START The input

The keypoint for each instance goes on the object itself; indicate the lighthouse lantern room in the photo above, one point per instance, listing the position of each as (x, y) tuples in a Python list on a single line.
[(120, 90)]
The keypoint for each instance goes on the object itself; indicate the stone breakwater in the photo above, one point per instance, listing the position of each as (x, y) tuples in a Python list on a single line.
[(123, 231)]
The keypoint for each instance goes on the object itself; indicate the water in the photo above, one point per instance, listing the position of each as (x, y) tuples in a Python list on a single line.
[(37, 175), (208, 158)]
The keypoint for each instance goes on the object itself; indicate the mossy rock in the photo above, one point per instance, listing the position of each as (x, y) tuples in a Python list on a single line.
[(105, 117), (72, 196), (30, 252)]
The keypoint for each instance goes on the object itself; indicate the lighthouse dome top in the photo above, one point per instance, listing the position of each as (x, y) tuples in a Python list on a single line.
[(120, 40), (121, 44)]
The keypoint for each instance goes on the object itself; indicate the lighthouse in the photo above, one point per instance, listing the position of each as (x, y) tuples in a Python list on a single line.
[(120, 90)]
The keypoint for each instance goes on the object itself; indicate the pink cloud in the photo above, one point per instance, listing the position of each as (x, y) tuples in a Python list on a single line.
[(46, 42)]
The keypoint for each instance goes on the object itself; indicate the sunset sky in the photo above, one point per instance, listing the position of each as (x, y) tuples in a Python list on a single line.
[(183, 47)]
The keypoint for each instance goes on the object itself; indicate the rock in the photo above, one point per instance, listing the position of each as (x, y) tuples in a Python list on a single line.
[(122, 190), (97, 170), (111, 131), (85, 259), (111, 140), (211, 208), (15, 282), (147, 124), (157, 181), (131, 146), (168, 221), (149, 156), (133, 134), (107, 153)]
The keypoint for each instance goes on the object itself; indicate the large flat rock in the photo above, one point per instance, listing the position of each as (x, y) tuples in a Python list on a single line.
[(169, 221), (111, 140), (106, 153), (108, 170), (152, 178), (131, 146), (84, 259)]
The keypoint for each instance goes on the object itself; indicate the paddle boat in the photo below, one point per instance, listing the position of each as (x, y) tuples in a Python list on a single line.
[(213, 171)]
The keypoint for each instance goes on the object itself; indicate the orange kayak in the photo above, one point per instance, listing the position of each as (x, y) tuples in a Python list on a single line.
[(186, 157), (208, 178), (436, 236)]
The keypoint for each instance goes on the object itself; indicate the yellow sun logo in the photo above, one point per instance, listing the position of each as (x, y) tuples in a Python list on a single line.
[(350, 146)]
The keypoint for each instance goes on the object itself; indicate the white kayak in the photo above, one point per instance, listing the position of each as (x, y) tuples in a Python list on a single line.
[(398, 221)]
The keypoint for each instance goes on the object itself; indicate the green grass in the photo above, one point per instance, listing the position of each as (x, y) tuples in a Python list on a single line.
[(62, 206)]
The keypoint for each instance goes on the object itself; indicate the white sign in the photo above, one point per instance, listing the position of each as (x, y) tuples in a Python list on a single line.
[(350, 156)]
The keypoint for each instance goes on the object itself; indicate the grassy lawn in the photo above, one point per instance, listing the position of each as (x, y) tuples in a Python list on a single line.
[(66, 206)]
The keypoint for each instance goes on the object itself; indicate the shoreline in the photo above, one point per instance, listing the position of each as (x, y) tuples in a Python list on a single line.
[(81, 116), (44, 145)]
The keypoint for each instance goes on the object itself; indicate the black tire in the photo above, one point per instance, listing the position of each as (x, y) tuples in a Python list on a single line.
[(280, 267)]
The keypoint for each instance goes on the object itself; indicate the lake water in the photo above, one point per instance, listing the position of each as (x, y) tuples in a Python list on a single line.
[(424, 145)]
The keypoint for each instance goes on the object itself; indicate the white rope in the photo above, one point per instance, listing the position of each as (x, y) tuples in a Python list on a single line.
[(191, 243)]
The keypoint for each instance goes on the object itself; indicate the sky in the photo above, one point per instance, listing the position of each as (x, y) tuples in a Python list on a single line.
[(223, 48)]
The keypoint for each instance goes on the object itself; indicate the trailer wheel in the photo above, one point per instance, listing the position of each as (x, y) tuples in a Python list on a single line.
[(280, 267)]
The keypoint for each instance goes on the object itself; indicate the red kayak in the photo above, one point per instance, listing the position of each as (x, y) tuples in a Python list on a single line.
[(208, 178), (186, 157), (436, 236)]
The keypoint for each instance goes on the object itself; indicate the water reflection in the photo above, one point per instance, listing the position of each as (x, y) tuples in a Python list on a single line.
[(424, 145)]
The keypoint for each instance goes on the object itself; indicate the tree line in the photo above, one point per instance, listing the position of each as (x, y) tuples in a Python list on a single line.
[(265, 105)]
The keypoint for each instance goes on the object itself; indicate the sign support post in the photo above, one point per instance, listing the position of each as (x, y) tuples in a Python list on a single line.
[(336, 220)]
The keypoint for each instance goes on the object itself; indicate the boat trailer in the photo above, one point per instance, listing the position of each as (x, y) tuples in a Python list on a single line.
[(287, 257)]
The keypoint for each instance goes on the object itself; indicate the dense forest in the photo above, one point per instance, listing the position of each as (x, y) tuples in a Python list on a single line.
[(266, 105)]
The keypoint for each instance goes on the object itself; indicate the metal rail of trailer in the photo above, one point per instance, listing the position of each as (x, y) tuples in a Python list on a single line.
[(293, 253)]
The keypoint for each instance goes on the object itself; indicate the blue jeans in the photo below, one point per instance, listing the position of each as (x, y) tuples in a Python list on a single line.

END The input

**Exercise instructions**
Repeat the records above in full, character for character.

**Right answer**
The keypoint for each instance goes on the object itself; indicate the lighthouse lantern room in the photo above, one point per instance, listing the position of each as (x, y) tuples in a Python list on a single line.
[(120, 90)]
The keypoint for each instance goes on the object itself; indicate the stone breakwater in the photo above, one point per instance, listing the position of each as (x, y) tuples in a Python list on a single line.
[(123, 231)]
The keypoint for each instance goes on the object itself; indicate the water in the photo above, one point per instance, listing the position of each as (x, y) tuples in a Python list on a single line.
[(37, 175), (208, 158)]
The keypoint for each instance goes on the object itself; indicate the mossy rock in the photo above, one point per instance, listing the position of each as (x, y) tuples in a Python list on a single line.
[(105, 117), (72, 196), (30, 252)]
The keypoint for each instance goes on the object itself; indicate the lighthouse dome top in the photo above, one point per instance, listing the position of each as (x, y) tuples in a Python list on a single line.
[(120, 40), (121, 44)]
The keypoint for each instance goes on the object itself; indicate the lighthouse in the photo above, one point per instance, listing the position of each as (x, y) tuples in a Python list on a single line.
[(120, 90)]
The keypoint for each instance goes on the object itself; indicate the pink cloud in the photo above, one point per instance, listing the position of each as (x, y) tuples in a Python list on a single line.
[(46, 42)]
The keypoint for each instance goes on the object itself; indicate the sunset sky in the photo above, one point per instance, listing the position of each as (x, y) tuples in a Python list on a single line.
[(183, 47)]
The keypoint for each instance goes on the object itself; indicate the rock in the photo above, one point per instance, listing the position of each as (x, y) tuples in a Python list on a single line.
[(122, 190), (97, 170), (111, 131), (85, 259), (111, 140), (211, 208), (15, 282), (147, 124), (157, 181), (131, 146), (168, 221), (149, 156), (133, 134), (107, 153)]
The keypoint for each instance goes on the object itself; indicate the large flat rock in the photo above, one point per instance, listing the position of each as (x, y) tuples in a Python list on a single line.
[(169, 221), (111, 140), (106, 153), (108, 170), (152, 178), (131, 146), (84, 259)]
The keypoint for each instance goes on the object itself; indicate the paddle boat in the photo below, one point per instance, listing the position of each as (x, y) tuples in a Python list on a single line.
[(213, 171)]
The keypoint for each instance goes on the object itself; indicate the orange kayak in the photo above, one point per instance, listing the position of each as (x, y) tuples in a Python list on a single line.
[(186, 157), (208, 178), (436, 236)]
The keypoint for each instance goes on the object itself; indicate the yellow sun logo in the photo above, one point per instance, listing the position of each as (x, y) tuples in a Python list on a single line.
[(350, 146)]
The keypoint for each instance goes on the object itself; indicate the white kayak in the photo above, one point per instance, listing the position of each as (x, y) tuples in a Python list on a single line.
[(398, 221)]
The keypoint for each instance goes on the object itself; indicate the green grass in the photo above, one point per instance, listing the position of each as (x, y) tuples in a Python list on a single line.
[(62, 206)]
The keypoint for each instance goes on the object itself; indicate the white sign in the photo above, one point per instance, listing the position of each as (x, y) tuples in a Python list on a single line.
[(350, 156)]
The keypoint for each instance goes on the object itself; indicate the grassy lawn in the photo above, one point per instance, listing the position of each as (x, y) tuples in a Python list on a single line.
[(66, 206)]
The keypoint for each instance goes on the object itself; indicate the shoreline in the photo above, one point per instance, listing the position of each as (x, y) tuples in a Python list on a single line.
[(81, 116), (44, 145)]
The keypoint for each instance goes on the object itself; indicate the black tire in the photo above, one point per instance, listing the position of each as (x, y) tuples in a Python list on a single line.
[(280, 267)]
The keypoint for each instance goes on the object itself; indicate the lake water in the photo above, one point per instance, listing the position of each as (x, y) tuples in a Python list on a single line.
[(424, 145)]
The keypoint for each instance goes on the object itself; indicate the white rope in the photo above, one point per instance, listing the position of each as (x, y) tuples in a Python list on a single line.
[(191, 243)]
The keypoint for each instance goes on the object itself; indicate the sky in the photo above, one point per instance, listing the position of each as (x, y) tuples in a Python list on a single line.
[(223, 48)]
The keypoint for each instance goes on the object itself; indicate the trailer wheel in the photo above, one point per instance, listing the position of each as (x, y) tuples in a Python list on a single line.
[(280, 267)]
The keypoint for each instance goes on the object itself; indicate the red kayak in the photo above, one point per instance, listing the position of each as (x, y) tuples in a Python list on a single line.
[(208, 178), (186, 157), (436, 236)]
The keypoint for each instance goes on the object itself; indicate the water reflection in the photo above, one point per instance, listing the position of each as (x, y) tuples in a Python list on a single line.
[(424, 145)]
The keypoint for each instance goes on the object itself; indicate the tree line in the photo above, one point per instance, listing the position of each as (x, y) tuples in a Python list on a single line.
[(265, 105)]
The keypoint for each instance goes on the object itself; indicate the sign support post in the photo above, one point per instance, listing the position of each as (x, y) tuples in a Python list on a single line.
[(336, 220)]
The keypoint for each instance goes on the object itself; indicate the boat trailer in the photo above, one point per instance, listing the position of each as (x, y) tuples in a Python list on a single line.
[(287, 257)]
The keypoint for each instance goes on the object itself; indicate the dense forest in the photo above, one point per instance, listing the position of each as (x, y) tuples in a Python list on a single line.
[(266, 105)]
The keypoint for each instance goes on the object itself; indicate the metal rail of trailer in the photo above, one point per instance, listing the position of each as (x, y) tuples in a Python list on a single line.
[(293, 253)]
The keypoint for each instance goes on the object itself; indicate the blue jeans in the photo below, one point per instance, listing the position of each as (x, y) tuples in a Python list on a single line.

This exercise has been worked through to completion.